[[ MATERIAL SUPPLIED open ]]

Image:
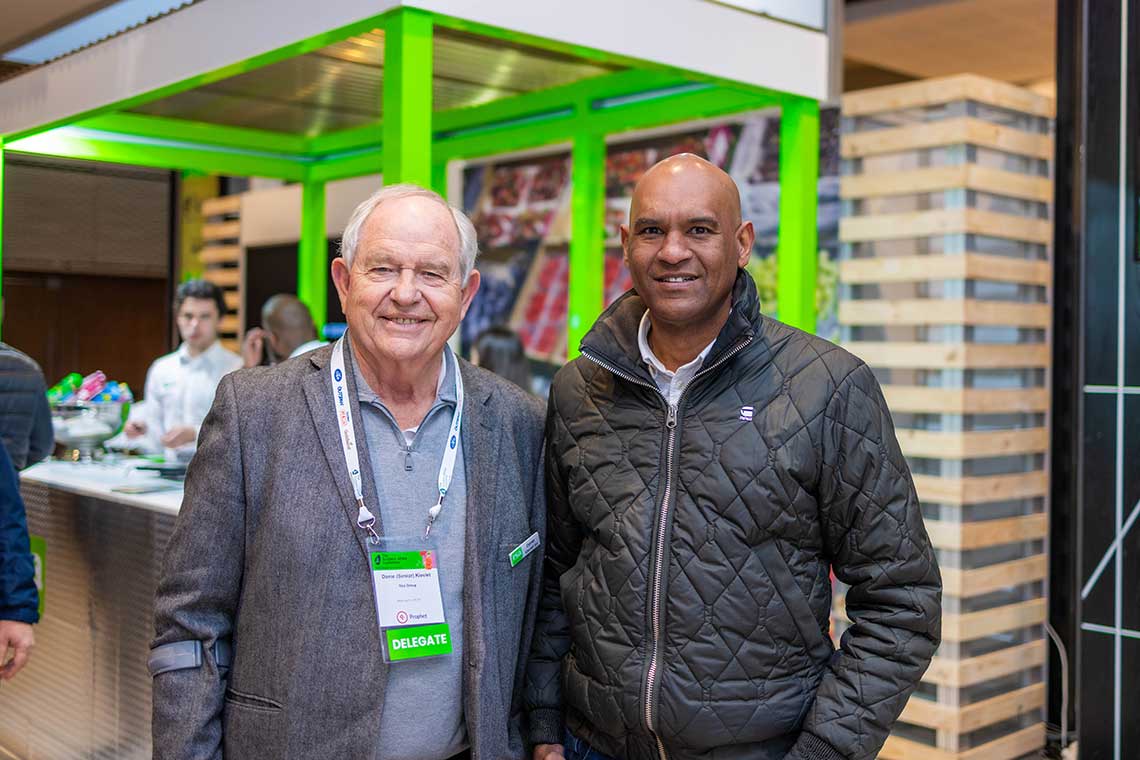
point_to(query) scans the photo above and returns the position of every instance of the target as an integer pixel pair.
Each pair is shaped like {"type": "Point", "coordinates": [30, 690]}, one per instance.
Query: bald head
{"type": "Point", "coordinates": [288, 323]}
{"type": "Point", "coordinates": [683, 245]}
{"type": "Point", "coordinates": [693, 177]}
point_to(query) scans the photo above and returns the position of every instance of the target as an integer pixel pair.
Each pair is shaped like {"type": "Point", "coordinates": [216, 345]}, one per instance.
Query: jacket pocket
{"type": "Point", "coordinates": [819, 646]}
{"type": "Point", "coordinates": [252, 701]}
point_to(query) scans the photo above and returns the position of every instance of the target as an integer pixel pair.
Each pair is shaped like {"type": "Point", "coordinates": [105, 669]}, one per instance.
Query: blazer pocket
{"type": "Point", "coordinates": [252, 701]}
{"type": "Point", "coordinates": [784, 583]}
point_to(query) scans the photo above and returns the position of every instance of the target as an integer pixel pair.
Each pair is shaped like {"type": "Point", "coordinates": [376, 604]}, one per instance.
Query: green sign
{"type": "Point", "coordinates": [40, 557]}
{"type": "Point", "coordinates": [417, 642]}
{"type": "Point", "coordinates": [402, 560]}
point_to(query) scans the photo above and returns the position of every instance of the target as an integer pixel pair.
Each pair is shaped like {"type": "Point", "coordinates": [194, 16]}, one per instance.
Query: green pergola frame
{"type": "Point", "coordinates": [414, 144]}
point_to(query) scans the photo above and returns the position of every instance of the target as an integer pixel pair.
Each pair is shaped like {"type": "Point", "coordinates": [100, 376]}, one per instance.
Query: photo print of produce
{"type": "Point", "coordinates": [521, 211]}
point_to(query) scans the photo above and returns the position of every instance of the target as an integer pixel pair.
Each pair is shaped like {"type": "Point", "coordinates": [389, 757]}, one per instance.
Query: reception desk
{"type": "Point", "coordinates": [86, 693]}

[[ MATERIAL SUPPLIED closed ]]

TO DO ::
The answer must be exactly the lines from the one containing "Query: photo print of produce" through the final line of the data, both ends included, and nothing else.

EXERCISE RESPONSE ::
Query: photo print of produce
{"type": "Point", "coordinates": [521, 211]}
point_to(query) scans the photo above and returns the position of every instance of the target as an integer pixel pair.
Each pair is shaped like {"type": "Point", "coordinates": [389, 757]}, one per instance.
Query: reception desk
{"type": "Point", "coordinates": [86, 693]}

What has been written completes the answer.